Given exercise. Count the lines below that contain the string "target" and give only that number.

Data to use.

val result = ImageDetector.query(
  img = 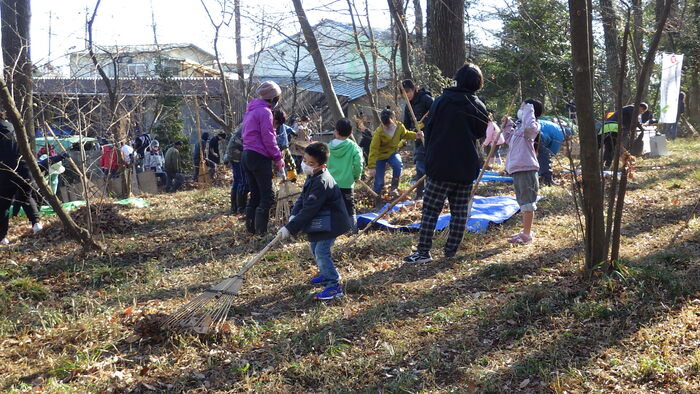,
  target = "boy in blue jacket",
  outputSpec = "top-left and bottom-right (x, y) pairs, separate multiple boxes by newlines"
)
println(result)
(277, 142), (351, 300)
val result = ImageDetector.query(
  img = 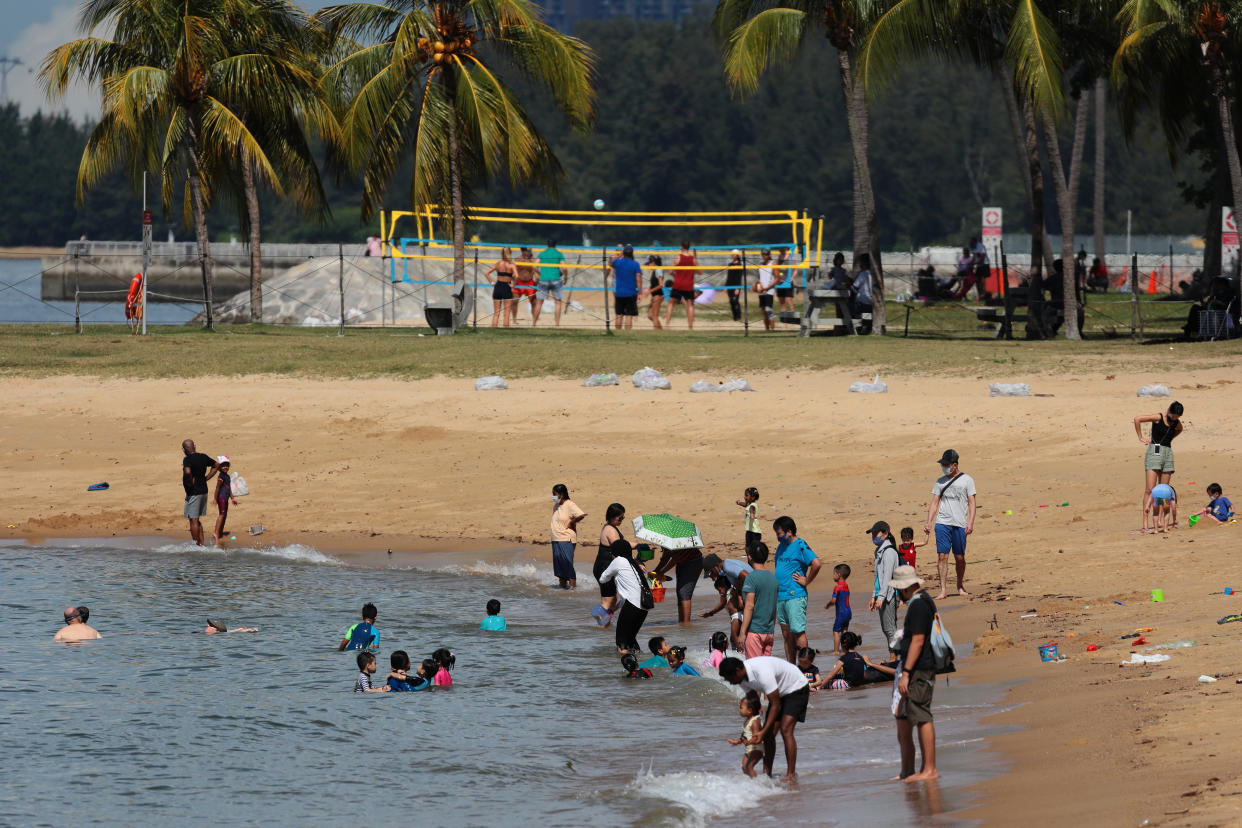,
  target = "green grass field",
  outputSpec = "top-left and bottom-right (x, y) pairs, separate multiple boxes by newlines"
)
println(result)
(0, 294), (1242, 380)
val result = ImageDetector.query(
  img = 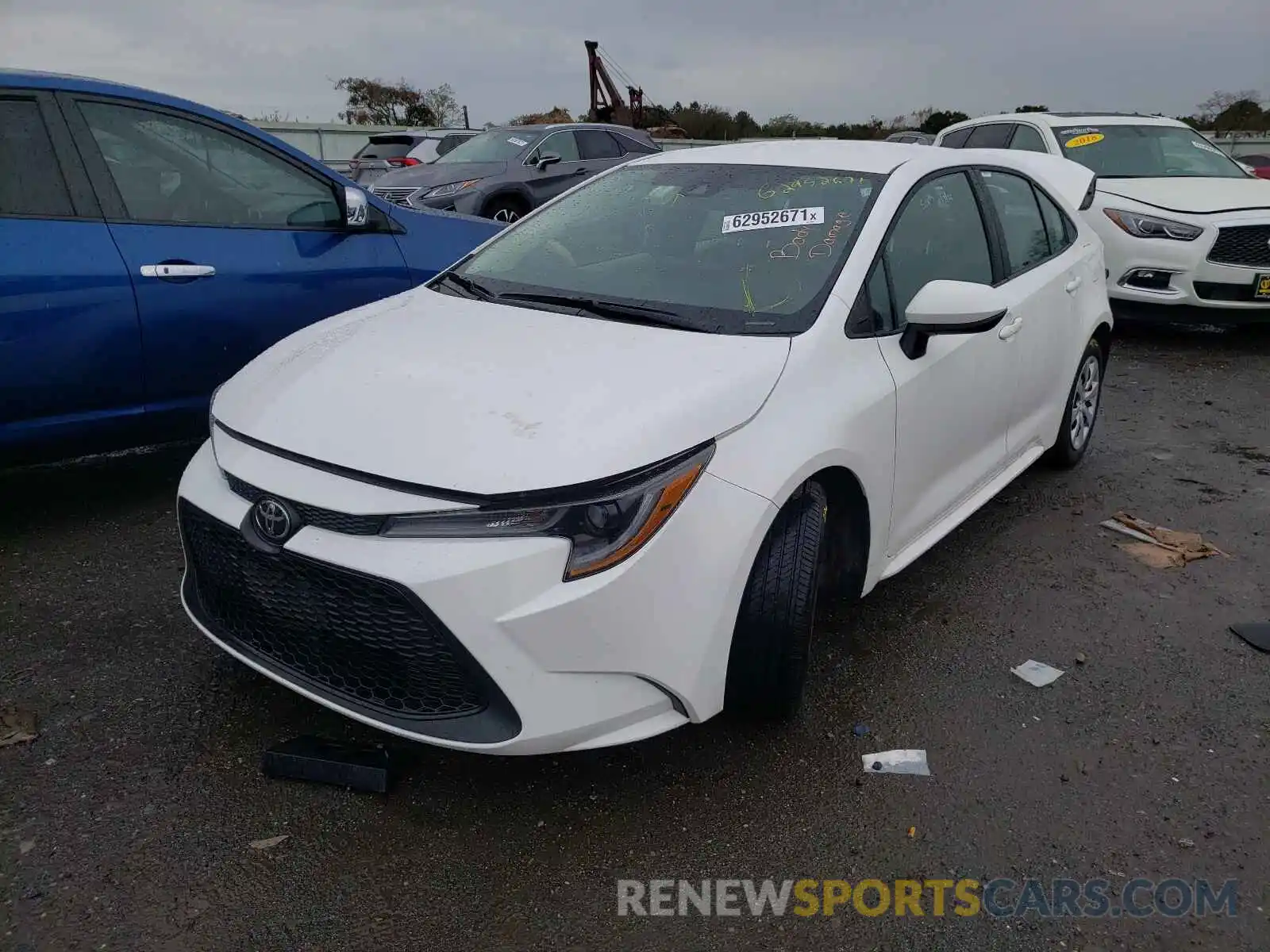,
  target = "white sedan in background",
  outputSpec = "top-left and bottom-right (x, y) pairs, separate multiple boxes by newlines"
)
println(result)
(935, 113), (1270, 324)
(179, 141), (1111, 754)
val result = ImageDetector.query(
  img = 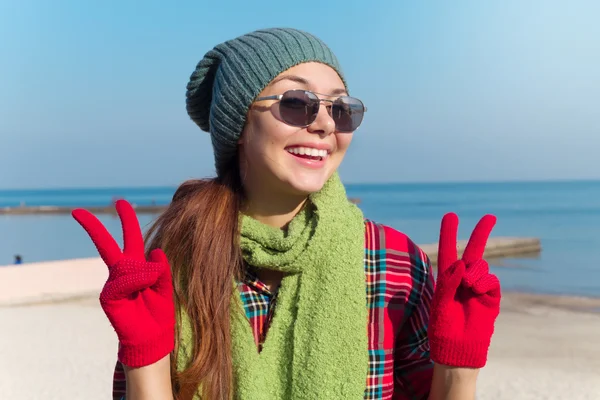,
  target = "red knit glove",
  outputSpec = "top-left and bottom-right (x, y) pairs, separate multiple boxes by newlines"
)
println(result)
(428, 213), (501, 368)
(72, 200), (175, 368)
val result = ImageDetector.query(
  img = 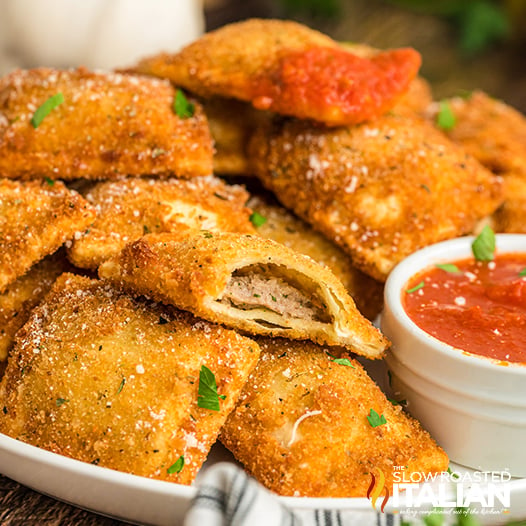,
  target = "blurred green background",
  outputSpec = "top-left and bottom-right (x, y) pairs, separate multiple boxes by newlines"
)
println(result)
(205, 0), (526, 112)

Finished answer. 5